Restate each entry below without changing a word.
(Excerpted records begins)
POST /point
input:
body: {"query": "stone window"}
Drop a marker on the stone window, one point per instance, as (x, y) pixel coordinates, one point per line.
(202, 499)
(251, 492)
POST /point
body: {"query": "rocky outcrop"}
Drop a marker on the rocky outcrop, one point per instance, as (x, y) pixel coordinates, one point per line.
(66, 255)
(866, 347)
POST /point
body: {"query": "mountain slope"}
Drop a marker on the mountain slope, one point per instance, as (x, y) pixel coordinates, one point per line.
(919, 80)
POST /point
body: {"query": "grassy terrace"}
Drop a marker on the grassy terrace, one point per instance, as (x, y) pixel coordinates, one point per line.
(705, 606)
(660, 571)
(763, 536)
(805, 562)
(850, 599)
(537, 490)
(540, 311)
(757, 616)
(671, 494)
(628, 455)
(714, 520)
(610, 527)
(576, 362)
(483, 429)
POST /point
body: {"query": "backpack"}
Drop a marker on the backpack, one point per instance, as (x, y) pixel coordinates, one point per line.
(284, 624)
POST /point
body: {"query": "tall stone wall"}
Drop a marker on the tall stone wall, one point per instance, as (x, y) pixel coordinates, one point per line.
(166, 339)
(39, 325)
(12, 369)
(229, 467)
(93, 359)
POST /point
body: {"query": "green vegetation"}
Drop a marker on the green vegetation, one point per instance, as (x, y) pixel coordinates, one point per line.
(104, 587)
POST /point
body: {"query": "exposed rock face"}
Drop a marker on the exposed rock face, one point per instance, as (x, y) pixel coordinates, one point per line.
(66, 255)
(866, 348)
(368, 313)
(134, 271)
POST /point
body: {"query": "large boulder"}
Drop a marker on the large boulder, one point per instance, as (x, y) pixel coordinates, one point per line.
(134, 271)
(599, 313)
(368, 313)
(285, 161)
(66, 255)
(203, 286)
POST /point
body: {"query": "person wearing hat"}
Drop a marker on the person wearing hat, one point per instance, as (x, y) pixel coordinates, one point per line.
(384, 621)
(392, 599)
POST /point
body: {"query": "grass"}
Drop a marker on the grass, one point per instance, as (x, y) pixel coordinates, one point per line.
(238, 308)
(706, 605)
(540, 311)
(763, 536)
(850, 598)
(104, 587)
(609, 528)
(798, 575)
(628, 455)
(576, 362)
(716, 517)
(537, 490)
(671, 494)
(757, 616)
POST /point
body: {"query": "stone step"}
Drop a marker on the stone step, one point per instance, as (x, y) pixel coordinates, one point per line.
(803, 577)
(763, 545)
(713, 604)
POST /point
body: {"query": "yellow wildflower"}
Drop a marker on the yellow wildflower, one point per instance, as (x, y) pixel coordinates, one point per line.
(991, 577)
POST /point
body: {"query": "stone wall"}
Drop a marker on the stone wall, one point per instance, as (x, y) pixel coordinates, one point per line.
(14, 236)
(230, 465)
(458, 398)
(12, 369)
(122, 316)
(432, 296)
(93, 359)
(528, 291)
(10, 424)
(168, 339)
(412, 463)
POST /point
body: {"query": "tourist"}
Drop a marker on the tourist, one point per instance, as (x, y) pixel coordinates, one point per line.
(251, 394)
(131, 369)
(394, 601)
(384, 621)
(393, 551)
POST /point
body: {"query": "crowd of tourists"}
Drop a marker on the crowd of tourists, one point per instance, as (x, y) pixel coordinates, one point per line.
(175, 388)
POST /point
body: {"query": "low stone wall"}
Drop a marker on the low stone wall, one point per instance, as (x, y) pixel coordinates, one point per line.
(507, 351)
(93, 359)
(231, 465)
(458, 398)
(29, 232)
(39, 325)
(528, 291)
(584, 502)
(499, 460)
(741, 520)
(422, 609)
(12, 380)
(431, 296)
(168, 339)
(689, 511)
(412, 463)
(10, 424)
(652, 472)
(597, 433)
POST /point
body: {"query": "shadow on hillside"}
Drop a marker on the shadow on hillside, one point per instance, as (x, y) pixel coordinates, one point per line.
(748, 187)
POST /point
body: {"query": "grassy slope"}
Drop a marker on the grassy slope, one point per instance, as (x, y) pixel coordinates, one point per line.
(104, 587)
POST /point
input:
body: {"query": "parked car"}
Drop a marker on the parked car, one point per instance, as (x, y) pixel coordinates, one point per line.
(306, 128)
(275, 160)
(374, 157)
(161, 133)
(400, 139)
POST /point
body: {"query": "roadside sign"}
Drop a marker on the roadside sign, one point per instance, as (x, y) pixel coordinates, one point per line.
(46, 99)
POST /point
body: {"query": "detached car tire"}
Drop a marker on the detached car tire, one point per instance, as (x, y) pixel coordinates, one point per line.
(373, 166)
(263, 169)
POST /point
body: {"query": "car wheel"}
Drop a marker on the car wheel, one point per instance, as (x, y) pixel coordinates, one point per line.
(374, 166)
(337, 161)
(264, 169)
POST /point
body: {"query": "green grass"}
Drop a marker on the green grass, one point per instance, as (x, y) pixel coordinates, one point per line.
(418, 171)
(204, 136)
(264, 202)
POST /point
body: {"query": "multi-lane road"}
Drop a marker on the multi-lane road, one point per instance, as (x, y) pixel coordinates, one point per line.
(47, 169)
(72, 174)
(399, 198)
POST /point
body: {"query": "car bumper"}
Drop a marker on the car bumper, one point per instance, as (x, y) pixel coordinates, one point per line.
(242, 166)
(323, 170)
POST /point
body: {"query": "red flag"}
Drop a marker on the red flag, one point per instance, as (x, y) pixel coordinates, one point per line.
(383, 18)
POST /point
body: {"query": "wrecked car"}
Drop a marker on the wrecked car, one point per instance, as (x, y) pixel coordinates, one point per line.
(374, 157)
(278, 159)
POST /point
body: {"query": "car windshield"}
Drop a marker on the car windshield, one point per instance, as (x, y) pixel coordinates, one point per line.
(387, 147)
(Excerpted records ends)
▶ **Answer space**
POST /point
input:
body: {"query": "stone window"}
Drop a marker on the stone window, one point per instance, as (x, y) pixel coordinates, one point per line.
(202, 499)
(251, 492)
POST /point
body: {"query": "rocky outcrop"}
Drop a marker on the rocky outcrop, one point per instance, as (x, y) pixel coordinates, one point per line.
(66, 255)
(866, 347)
POST /point
body: {"query": "mountain slope"}
Drop a marker on the mountain slope, one point per instance, as (x, y) pixel coordinates, one point per line.
(919, 80)
POST /point
body: {"query": "grassy terrace"}
Drop a marker on the grassy terrace, one point per instance, as (x, y) pixel coordinates, one point per line.
(705, 606)
(660, 571)
(763, 536)
(805, 562)
(850, 599)
(537, 490)
(540, 311)
(757, 616)
(671, 494)
(628, 455)
(714, 520)
(610, 527)
(576, 362)
(483, 429)
POST /point
body: {"query": "backpack"}
Drop a marker on the backpack, one point per instance, as (x, y) pixel coordinates, one point per line.
(284, 624)
POST /point
body: {"query": "tall stone wall"}
Drop a marker on the tall stone wall, one point per instance, as (x, y) pixel coordinates, one point per line.
(166, 339)
(39, 325)
(12, 369)
(229, 467)
(93, 359)
POST /point
body: {"query": "green vegetation"}
Drop a marker on the green vegetation, one point per instance, as (x, y) pixel coordinates, one point per line.
(104, 587)
POST /point
body: {"query": "exposed rock face"}
Drop a marker on the exposed rock face, one point per instance, as (x, y) pixel coordinates, one point per line.
(66, 255)
(866, 348)
(368, 313)
(134, 271)
POST /point
body: {"query": "large boulder"}
Drop a marker on the large boulder, one point per instance, as (x, y) pixel coordinates, one point per line.
(134, 271)
(599, 313)
(368, 313)
(285, 161)
(66, 255)
(203, 286)
POST /point
body: {"query": "person wearing hat"}
Drop a marker on the person wearing hat, one point per instance, as (x, y) pixel coordinates, one point per line.
(384, 621)
(392, 599)
POST /point
body: {"query": "grass"}
Drop a marker on the grass, one point per instance, as (x, y) pixel coordinates, one point per line.
(238, 308)
(706, 605)
(540, 311)
(763, 536)
(850, 598)
(104, 587)
(609, 528)
(798, 575)
(628, 455)
(576, 362)
(716, 517)
(537, 490)
(671, 494)
(757, 616)
POST /point
body: {"query": "stone step"}
Drop a marker on the stone step, one point per instance, as (x, y) pixel coordinates, one point per line.
(803, 577)
(763, 545)
(713, 604)
POST /point
body: {"query": "yellow wildflower"}
Drop a marker on the yellow wildflower, one point per instance, as (x, y) pixel coordinates, one point per line.
(991, 577)
POST /point
body: {"query": "stone wall"}
Drop a marker on the stone wall, one point per instance, as (x, y) pixel coordinates, one point per line.
(14, 236)
(230, 465)
(458, 398)
(12, 369)
(122, 316)
(432, 296)
(93, 359)
(528, 291)
(10, 424)
(168, 339)
(412, 463)
POST /point
body: {"query": "tourist"}
Drop a marker on the tourist, one point per instance, as (x, y) pixel coordinates, one point per line.
(251, 394)
(131, 369)
(394, 601)
(384, 621)
(393, 551)
POST /point
body: {"query": "crowd of tourists"}
Drop a marker on the crowd of tourists, one point per instance, as (x, y) pixel coordinates, one point per line.
(175, 388)
POST /point
body: {"query": "low stone wall"}
Drop a marker on the low stone wall, one point per instance, as (x, y) pixel coordinates, one point per line.
(507, 351)
(93, 359)
(231, 465)
(458, 398)
(29, 232)
(39, 325)
(528, 291)
(584, 502)
(499, 460)
(741, 520)
(422, 609)
(12, 380)
(431, 296)
(168, 339)
(689, 511)
(412, 463)
(10, 424)
(652, 472)
(597, 433)
POST /point
body: {"query": "shadow on hillside"}
Drop a marker on the shadow on hillside, one point per instance, as (x, y) pixel coordinates, one point per line.
(748, 187)
POST /point
body: {"query": "grassy slope"}
Drop a marker on the grassy slope, one point per instance, as (x, y) pixel coordinates, one point per line.
(104, 587)
POST /point
input:
body: {"query": "parked car"}
Drop a marker on the parked car, one point per instance, as (x, y) pixel coordinates, one point per line.
(306, 128)
(275, 160)
(374, 157)
(161, 133)
(400, 139)
POST /point
body: {"query": "roadside sign"}
Drop a marker on the roadside sign, one point per instance, as (x, y) pixel coordinates, one point per line.
(46, 99)
POST /point
body: {"query": "detached car tire"}
Drop a marker on the detached car tire, one point per instance, as (x, y) pixel coordinates, one point per line.
(373, 166)
(263, 169)
POST /point
body: {"query": "car wheel"}
Drop a marker on the car wheel, one point per instance, as (x, y) pixel coordinates, one point per line.
(374, 166)
(337, 161)
(264, 169)
POST /point
body: {"query": "green grass"}
Drop a marker on the green grass, one point per instance, as (x, y) pixel coordinates, one point per line.
(418, 171)
(204, 136)
(264, 202)
POST /point
body: {"query": "multi-lane road"}
Drop a marker on the multi-lane road, one point per instance, as (x, y) pixel coordinates, one point per line.
(47, 169)
(72, 174)
(399, 198)
POST /point
body: {"query": "car bumper"}
Drop a marker on the car bumper, one point per instance, as (x, y) pixel coordinates, one point per line.
(242, 166)
(323, 170)
POST /point
body: {"query": "red flag"}
Drop a marker on the red flag, one point per instance, as (x, y) pixel coordinates, one point per line.
(383, 18)
POST /point
body: {"query": "wrecked car"}
Drop a marker on the wrecked car, one point per instance, as (x, y) pixel coordinates, one point per line.
(374, 157)
(278, 159)
POST /point
body: {"query": "car windshield"}
Drop a marker on the car windshield, one point per instance, as (x, y) pixel coordinates, one point per line.
(387, 147)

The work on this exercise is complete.